## TASK REQUIREMENTS
In the entries below, every line with the string "shirt" is to be reported.

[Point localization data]

┌──

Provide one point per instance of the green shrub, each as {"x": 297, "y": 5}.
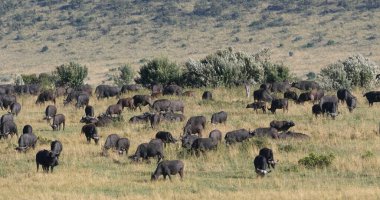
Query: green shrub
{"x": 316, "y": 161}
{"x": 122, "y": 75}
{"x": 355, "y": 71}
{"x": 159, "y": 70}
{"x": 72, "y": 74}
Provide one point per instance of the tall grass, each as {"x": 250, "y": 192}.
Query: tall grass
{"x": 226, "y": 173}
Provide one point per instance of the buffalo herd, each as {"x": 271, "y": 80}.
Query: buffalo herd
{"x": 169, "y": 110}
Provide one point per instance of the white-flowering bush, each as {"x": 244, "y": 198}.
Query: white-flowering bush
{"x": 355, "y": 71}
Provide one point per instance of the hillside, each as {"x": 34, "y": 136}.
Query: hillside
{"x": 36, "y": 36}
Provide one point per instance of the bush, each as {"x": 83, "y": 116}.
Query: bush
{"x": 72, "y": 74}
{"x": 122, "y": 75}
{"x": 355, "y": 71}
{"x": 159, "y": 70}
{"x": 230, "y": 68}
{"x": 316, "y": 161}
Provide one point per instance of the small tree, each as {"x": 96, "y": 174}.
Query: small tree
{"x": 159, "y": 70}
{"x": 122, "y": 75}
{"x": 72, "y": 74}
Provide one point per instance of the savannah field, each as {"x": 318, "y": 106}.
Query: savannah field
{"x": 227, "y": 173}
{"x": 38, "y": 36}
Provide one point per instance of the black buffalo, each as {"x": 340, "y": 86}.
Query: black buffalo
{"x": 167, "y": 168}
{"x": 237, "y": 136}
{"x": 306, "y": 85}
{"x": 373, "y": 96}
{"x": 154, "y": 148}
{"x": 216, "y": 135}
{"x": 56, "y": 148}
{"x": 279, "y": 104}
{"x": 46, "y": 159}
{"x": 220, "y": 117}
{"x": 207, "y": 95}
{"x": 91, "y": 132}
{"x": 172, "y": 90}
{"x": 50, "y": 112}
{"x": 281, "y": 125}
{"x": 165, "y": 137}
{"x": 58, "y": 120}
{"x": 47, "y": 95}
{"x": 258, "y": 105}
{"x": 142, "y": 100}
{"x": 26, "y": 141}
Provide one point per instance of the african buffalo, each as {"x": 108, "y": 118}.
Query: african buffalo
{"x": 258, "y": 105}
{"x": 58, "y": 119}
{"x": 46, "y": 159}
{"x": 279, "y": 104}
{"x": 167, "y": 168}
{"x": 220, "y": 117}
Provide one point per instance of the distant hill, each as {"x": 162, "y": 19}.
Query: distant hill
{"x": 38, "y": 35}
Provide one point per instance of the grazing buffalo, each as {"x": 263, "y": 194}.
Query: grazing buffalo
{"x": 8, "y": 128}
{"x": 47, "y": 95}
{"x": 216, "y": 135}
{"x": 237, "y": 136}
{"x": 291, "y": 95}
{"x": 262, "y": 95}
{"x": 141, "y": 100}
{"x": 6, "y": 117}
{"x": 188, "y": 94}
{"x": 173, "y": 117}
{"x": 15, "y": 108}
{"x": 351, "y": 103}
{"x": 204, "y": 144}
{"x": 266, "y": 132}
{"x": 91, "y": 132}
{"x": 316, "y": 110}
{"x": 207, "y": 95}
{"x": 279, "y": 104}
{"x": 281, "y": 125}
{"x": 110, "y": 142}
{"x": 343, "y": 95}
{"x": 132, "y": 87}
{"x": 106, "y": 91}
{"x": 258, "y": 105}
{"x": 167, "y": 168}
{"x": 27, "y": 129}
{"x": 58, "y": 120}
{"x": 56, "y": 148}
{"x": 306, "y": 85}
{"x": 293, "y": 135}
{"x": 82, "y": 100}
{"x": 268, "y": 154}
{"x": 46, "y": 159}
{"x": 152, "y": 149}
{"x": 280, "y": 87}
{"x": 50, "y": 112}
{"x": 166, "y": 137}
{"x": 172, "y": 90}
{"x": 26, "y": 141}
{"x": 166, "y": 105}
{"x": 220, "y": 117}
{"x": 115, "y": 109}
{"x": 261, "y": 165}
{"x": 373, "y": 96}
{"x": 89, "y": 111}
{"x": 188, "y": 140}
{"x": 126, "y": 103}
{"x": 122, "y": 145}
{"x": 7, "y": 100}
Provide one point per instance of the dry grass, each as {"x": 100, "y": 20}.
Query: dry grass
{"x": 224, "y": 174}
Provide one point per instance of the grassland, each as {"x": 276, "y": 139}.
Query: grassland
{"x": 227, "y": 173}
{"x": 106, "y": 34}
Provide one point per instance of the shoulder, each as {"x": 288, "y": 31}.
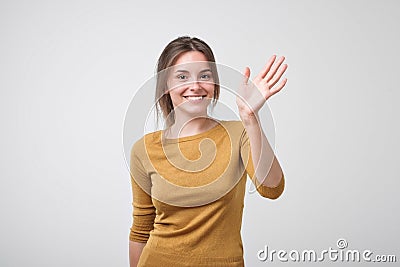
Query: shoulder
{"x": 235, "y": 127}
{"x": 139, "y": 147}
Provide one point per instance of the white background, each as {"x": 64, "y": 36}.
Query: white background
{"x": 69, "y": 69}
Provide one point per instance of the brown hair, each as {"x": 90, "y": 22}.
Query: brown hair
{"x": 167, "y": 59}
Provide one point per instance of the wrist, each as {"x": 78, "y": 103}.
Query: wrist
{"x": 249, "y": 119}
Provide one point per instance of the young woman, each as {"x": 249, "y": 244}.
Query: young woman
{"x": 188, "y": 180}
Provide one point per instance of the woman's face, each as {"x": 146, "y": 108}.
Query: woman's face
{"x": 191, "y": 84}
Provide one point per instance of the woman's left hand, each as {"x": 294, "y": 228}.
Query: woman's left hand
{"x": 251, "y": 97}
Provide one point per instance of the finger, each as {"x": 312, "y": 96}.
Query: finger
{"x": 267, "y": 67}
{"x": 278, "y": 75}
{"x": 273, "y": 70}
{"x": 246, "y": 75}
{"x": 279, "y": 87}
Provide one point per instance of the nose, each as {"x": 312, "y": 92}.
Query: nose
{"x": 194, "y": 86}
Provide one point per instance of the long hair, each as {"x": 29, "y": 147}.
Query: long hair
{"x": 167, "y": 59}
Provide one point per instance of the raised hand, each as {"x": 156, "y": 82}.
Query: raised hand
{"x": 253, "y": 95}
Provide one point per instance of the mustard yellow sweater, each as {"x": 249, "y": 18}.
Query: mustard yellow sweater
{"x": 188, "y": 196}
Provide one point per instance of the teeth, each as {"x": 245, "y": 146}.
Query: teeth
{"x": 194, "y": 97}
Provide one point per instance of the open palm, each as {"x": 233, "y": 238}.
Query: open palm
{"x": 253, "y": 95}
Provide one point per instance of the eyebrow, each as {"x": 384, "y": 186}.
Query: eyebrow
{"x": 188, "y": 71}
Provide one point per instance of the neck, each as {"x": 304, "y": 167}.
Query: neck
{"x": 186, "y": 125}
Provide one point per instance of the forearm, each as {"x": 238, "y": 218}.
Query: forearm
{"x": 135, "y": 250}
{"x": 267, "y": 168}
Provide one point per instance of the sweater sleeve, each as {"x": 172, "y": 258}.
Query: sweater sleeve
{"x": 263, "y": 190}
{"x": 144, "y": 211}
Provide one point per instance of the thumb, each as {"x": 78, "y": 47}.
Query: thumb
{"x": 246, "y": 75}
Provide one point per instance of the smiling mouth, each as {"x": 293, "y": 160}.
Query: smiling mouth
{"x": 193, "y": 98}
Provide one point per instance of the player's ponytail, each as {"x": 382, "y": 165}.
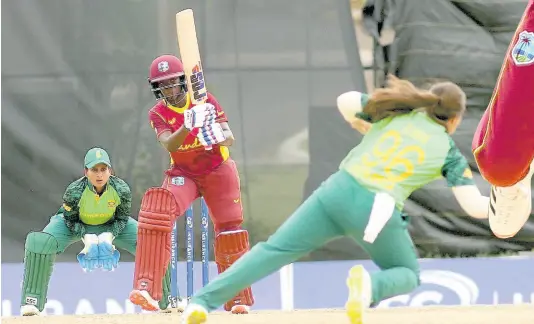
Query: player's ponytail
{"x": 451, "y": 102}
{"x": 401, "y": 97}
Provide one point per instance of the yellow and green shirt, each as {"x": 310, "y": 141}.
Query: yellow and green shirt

└──

## RESULT OF THIS EXERCISE
Provide one point per instance of the yellow and green shirt, each as {"x": 310, "y": 141}.
Query: yellow and green shirt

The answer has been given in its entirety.